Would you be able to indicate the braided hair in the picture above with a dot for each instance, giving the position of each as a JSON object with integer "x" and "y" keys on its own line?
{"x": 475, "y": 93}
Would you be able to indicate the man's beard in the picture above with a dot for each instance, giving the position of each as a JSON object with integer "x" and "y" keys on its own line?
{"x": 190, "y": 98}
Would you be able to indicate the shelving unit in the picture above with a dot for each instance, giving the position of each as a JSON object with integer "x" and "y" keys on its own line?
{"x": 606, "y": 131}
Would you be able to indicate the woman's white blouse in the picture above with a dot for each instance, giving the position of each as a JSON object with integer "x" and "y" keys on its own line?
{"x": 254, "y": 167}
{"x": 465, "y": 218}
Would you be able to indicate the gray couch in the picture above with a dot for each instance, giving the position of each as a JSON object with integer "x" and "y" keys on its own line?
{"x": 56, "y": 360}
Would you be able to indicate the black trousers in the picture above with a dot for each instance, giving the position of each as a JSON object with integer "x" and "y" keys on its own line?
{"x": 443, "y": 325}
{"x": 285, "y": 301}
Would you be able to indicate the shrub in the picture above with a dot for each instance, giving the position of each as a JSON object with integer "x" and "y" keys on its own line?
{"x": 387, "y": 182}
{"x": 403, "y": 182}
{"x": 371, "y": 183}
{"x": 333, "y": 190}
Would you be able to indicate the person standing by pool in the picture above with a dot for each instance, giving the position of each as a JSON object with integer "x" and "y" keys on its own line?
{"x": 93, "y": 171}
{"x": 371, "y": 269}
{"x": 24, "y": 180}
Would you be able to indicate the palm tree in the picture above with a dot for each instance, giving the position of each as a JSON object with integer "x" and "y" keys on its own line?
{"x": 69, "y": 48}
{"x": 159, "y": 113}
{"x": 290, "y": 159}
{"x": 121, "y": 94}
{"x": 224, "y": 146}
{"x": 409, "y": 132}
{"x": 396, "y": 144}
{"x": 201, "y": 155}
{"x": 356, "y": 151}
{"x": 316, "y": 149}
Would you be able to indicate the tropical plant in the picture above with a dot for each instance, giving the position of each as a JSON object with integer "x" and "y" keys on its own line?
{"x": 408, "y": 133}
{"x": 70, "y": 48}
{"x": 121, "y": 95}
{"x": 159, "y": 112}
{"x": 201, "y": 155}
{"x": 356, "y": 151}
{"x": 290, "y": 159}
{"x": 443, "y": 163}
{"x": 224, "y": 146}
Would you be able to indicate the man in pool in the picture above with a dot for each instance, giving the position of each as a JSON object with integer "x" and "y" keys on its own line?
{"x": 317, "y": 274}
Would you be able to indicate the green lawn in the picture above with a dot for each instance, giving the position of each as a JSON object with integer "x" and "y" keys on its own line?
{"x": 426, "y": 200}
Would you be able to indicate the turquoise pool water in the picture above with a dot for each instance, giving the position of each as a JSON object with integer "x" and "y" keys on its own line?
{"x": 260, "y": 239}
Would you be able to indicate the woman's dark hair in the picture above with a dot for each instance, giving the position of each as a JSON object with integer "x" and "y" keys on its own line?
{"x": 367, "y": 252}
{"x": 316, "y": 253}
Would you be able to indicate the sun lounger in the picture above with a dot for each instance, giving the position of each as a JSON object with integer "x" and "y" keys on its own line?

• Description of the task
Write out the whole listing verbatim.

• Answer section
Would you be able to indicate the braided hair in the picture above with a dot for each instance, giving the position of each as a JSON object with integer "x" and "y" keys on its own line?
{"x": 475, "y": 93}
Would you be able to indicate the man's beard in the picture above with a dot for each instance, giving the position of each as a JSON object with integer "x" and "y" keys on its own line?
{"x": 190, "y": 98}
Would you be able to indicate the shelving unit in the picture above with a dot for each instance, giving the position of each as a JSON object with integer "x" and "y" keys on its own line?
{"x": 606, "y": 131}
Would you be able to indicate the woman's white blouse in the picture above with a dot for each instance, giving the position of each as a JSON object with integer "x" and "y" keys on its own line?
{"x": 254, "y": 167}
{"x": 465, "y": 218}
Would you be able to indicate the gray couch in the picture above with a dot for each instance, giving the position of each as a JSON object with integer "x" and "y" keys on its own line?
{"x": 56, "y": 360}
Would you be able to indicate the black trousers in the picture above with a dot for each instance, giving the position of each as a JSON object with integer "x" and "y" keys on its own line?
{"x": 443, "y": 325}
{"x": 285, "y": 301}
Would you be able to indicate the shrub in the picture above with a dot for each instance, giving the position of each as a JSON object with integer "x" and "y" keys on its own line?
{"x": 387, "y": 182}
{"x": 403, "y": 182}
{"x": 371, "y": 183}
{"x": 333, "y": 190}
Would you be able to indicate the person standing by pool in the picture above with a dot for each instance, giving the position of each as a JSON object with integer "x" and "y" keys on its own line?
{"x": 93, "y": 171}
{"x": 371, "y": 269}
{"x": 24, "y": 180}
Would you be able to indicate the palm tree in the picture above with a dot for each instance, giving the position of each as a JSON object with integer "x" and "y" keys on its own line?
{"x": 69, "y": 48}
{"x": 159, "y": 113}
{"x": 290, "y": 159}
{"x": 121, "y": 94}
{"x": 224, "y": 146}
{"x": 409, "y": 132}
{"x": 396, "y": 144}
{"x": 201, "y": 155}
{"x": 356, "y": 151}
{"x": 316, "y": 149}
Would you be able to indicate the tropical plant in the picture above with a dot for each instance, giving the position of each as a JSON object with integer "x" and "y" keys on its own line?
{"x": 408, "y": 133}
{"x": 70, "y": 48}
{"x": 121, "y": 95}
{"x": 159, "y": 112}
{"x": 201, "y": 155}
{"x": 356, "y": 151}
{"x": 290, "y": 159}
{"x": 443, "y": 163}
{"x": 224, "y": 146}
Would you be able to indicate the man in pool in the picture above with a dot for each instance, giving the position of each as a JSON object with integer "x" and "y" keys on its own line?
{"x": 317, "y": 274}
Would you be able to indicate the green lawn in the picture above with a dot for each instance, giving the position of each as a JSON object with integer "x" and "y" keys on its own line?
{"x": 426, "y": 200}
Would you be able to indicate the turquoise pool water in the picture above with a dot for each instance, giving the position of each as a JSON object with integer "x" and "y" keys on its own line?
{"x": 260, "y": 239}
Would you be able to indicate the woman's dark hair in the picture above with a dot for each instance, giving the position of each as a JSON object with integer "x" and "y" keys on its own line?
{"x": 367, "y": 252}
{"x": 316, "y": 253}
Would you be able to indicate the sun lounger in the picture above with a dot for each instance, giving the position of each as a JSON object with integer "x" and "y" keys on its own line?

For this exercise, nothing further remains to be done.